Activity: Every entry needs to be written out again exactly, with its pictures removed.

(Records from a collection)
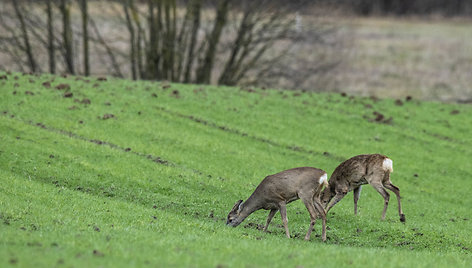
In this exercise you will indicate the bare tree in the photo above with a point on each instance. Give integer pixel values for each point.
(51, 48)
(67, 35)
(204, 70)
(24, 32)
(132, 39)
(85, 36)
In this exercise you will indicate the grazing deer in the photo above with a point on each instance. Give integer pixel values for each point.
(373, 169)
(277, 190)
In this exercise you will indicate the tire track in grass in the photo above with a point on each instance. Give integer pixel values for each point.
(294, 148)
(97, 188)
(156, 159)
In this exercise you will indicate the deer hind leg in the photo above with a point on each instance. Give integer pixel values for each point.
(269, 218)
(396, 190)
(283, 214)
(379, 188)
(319, 208)
(357, 194)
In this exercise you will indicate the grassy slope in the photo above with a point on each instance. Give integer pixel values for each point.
(66, 199)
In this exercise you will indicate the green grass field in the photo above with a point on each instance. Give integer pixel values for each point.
(120, 174)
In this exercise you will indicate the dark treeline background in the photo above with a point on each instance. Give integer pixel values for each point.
(295, 44)
(396, 7)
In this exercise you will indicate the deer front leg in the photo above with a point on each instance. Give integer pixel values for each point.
(283, 214)
(322, 213)
(357, 194)
(396, 190)
(379, 188)
(308, 201)
(269, 218)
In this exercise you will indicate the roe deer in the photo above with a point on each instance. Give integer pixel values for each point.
(373, 169)
(277, 190)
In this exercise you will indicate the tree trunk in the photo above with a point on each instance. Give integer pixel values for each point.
(196, 7)
(51, 48)
(67, 35)
(83, 8)
(129, 23)
(24, 32)
(204, 71)
(153, 58)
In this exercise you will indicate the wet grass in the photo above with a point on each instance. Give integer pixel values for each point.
(105, 172)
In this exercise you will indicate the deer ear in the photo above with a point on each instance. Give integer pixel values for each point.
(237, 205)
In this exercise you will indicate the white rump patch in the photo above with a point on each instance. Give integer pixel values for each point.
(388, 165)
(324, 179)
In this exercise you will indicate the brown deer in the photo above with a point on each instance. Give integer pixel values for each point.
(277, 190)
(373, 169)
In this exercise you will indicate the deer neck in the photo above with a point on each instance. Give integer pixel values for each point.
(249, 206)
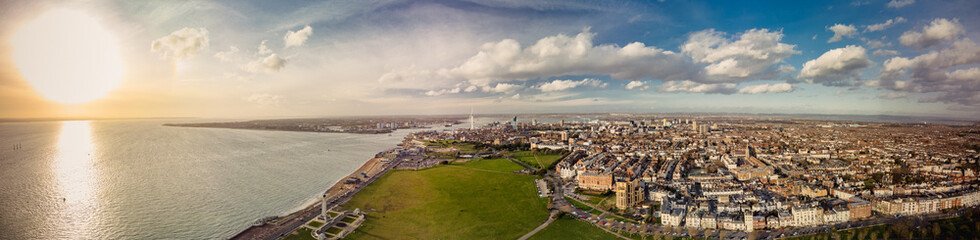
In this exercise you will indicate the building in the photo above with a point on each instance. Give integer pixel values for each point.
(591, 180)
(807, 215)
(629, 193)
(859, 210)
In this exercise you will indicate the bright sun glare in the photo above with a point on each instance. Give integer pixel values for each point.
(68, 57)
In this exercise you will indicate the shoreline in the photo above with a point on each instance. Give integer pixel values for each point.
(269, 226)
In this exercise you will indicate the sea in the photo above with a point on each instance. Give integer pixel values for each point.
(138, 179)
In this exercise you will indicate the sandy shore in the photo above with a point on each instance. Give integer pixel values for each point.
(268, 229)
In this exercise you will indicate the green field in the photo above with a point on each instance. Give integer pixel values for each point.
(449, 203)
(494, 164)
(549, 159)
(567, 227)
(526, 157)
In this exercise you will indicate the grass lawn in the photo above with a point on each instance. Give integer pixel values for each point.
(316, 224)
(304, 234)
(526, 157)
(449, 203)
(549, 159)
(569, 228)
(495, 164)
(334, 230)
(578, 205)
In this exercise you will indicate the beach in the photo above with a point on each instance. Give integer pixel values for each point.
(274, 228)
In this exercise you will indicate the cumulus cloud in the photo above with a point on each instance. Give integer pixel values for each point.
(265, 99)
(441, 92)
(297, 38)
(181, 44)
(836, 66)
(938, 30)
(876, 43)
(270, 64)
(950, 73)
(637, 85)
(884, 53)
(841, 31)
(893, 95)
(226, 56)
(767, 88)
(263, 49)
(695, 87)
(503, 88)
(751, 54)
(884, 25)
(562, 85)
(558, 55)
(899, 3)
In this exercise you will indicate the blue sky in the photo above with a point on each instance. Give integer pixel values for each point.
(895, 57)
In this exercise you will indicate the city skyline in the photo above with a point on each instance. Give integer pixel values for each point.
(255, 59)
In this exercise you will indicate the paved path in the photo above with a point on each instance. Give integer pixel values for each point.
(551, 218)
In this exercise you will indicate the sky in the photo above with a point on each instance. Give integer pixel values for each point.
(340, 58)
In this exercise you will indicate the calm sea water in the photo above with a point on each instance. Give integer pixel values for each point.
(136, 179)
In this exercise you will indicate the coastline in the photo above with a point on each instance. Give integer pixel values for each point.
(267, 228)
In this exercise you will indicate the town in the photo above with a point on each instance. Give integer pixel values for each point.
(751, 175)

Reply to the exercise:
In this exercise you will indicate the bare tree in the photo above with a point on each instance. Give integer pixel values for each point.
(51, 48)
(67, 35)
(204, 70)
(24, 32)
(132, 39)
(85, 36)
In this exercise you will indicate the grazing deer in the photo above with a point on each instance. Give integer pixel values for each point.
(373, 169)
(277, 190)
In this exercise you will indicate the tire track in grass in the photo above with a point on each instance. Give integer pixel values for each point.
(294, 148)
(97, 188)
(156, 159)
In this exercise you will indicate the deer hind leg in the photo above with a point on each instance. Give integer pixel values for each point.
(269, 218)
(396, 190)
(283, 214)
(379, 188)
(319, 208)
(357, 194)
In this exercise you will indicate the grassy slope in the photo above with a point on each instance. Give integer pixel values for each point.
(66, 199)
In this exercise you will indicate the green grass field in the photo above with a point on each instance. Give integer pixel values for each point.
(120, 174)
In this exercise you will indicate the dark treeline background in the photo above with a point on each instance. Give integer pixel values for each point.
(295, 44)
(396, 7)
In this exercise you will indicate the deer front leg in the photo above with a point on each instance. Give integer pixel values for each point.
(283, 214)
(322, 213)
(357, 194)
(396, 190)
(379, 188)
(308, 201)
(269, 218)
In this exercise you will indicate the roe deer in the photo above with a point on each instance. Give integer pixel values for each point.
(373, 169)
(277, 190)
In this exercise you will indicate the tree trunk in the photo above with a point on each instance. Give integer pixel values for each point.
(196, 7)
(51, 48)
(67, 35)
(83, 8)
(129, 23)
(24, 32)
(204, 71)
(153, 58)
In this exercise you will indicate the wet grass in the photo above with a point on each instance. Give integer pixel values for each point.
(105, 172)
In this exercise you will indicate the deer ear in the photo above with a point on each instance. Give integer pixel values for each point.
(237, 205)
In this exercise you will indicate the white rump patch in the photo above with a point on each instance. Give integer pixel values for each point.
(388, 165)
(324, 179)
In this exercise you will indicate the brown deer in the photo above with a point on each instance. Give integer pixel values for each point.
(277, 190)
(373, 169)
In this exercise you will indicate the deer neck in the photo above with a point on each instance. Give integer pixel values for each point.
(249, 206)
In this exercise you will indicate the building in the photo above with a point on each instance. Give integer pixel values for each point.
(591, 180)
(807, 215)
(629, 193)
(859, 210)
In this exercise you will indicate the bright sun glare in the photo above with a point on each instance. Give integer pixel values for each point.
(68, 57)
In this exercise you will indicate the shoreline in the photo above with a point on each instance. Give integer pixel values for each point.
(269, 226)
In this exercise you will indicate the sea in the photo above with a point on each instance. Give integer pixel values for each point.
(138, 179)
In this exercise you will indicate the sandy shore in the photo above with a point on each instance. Give integer pixel values for each point.
(268, 229)
In this exercise you will indicate the green field in the photo above with a point on each instance. Give integer pixel values for each point.
(449, 203)
(494, 164)
(549, 159)
(567, 227)
(526, 157)
In this exercise you will indicate the grass lawn in the photo above with a point on each instance. Give integer pixel values for each point.
(316, 224)
(304, 234)
(526, 157)
(449, 203)
(549, 159)
(569, 228)
(495, 164)
(334, 230)
(578, 205)
In this exercise you will indicate the beach in the photo above with a point on each instance. Give integer pixel values for each point.
(274, 228)
In this exercise you will indicate the cumulus cloud in the photo above with a point on each instance. Give integer pixel values for each point.
(265, 99)
(441, 92)
(297, 38)
(181, 44)
(836, 66)
(938, 30)
(876, 43)
(270, 64)
(950, 73)
(637, 85)
(884, 53)
(841, 31)
(893, 95)
(226, 56)
(767, 88)
(263, 49)
(695, 87)
(503, 88)
(751, 54)
(884, 25)
(562, 85)
(558, 55)
(899, 3)
In this exercise you will indicate the blue sky in the photo above with a point on each instance. Give integer pixel values for each point.
(895, 57)
In this exercise you will indicate the city skyline in the photo above with a point on each instance. Give integer pixel values for each point.
(255, 59)
In this exercise you will indicate the paved path in the photo above with a point on each instance. Give integer pixel values for each point.
(551, 218)
In this exercise you will indicate the sky in the photo above with a point on each instance. Give integer pixel values for each point.
(340, 58)
In this exercise you will indicate the calm sea water in the photo above with a point on each instance. Give integer pixel values for each point.
(136, 179)
In this exercise you will indicate the coastline in the photo above with a point on each instance. Give integer pixel values for each point.
(267, 228)
In this exercise you will indicate the town in the photo above with a point on each instance. Give integer pixel values for each point.
(751, 175)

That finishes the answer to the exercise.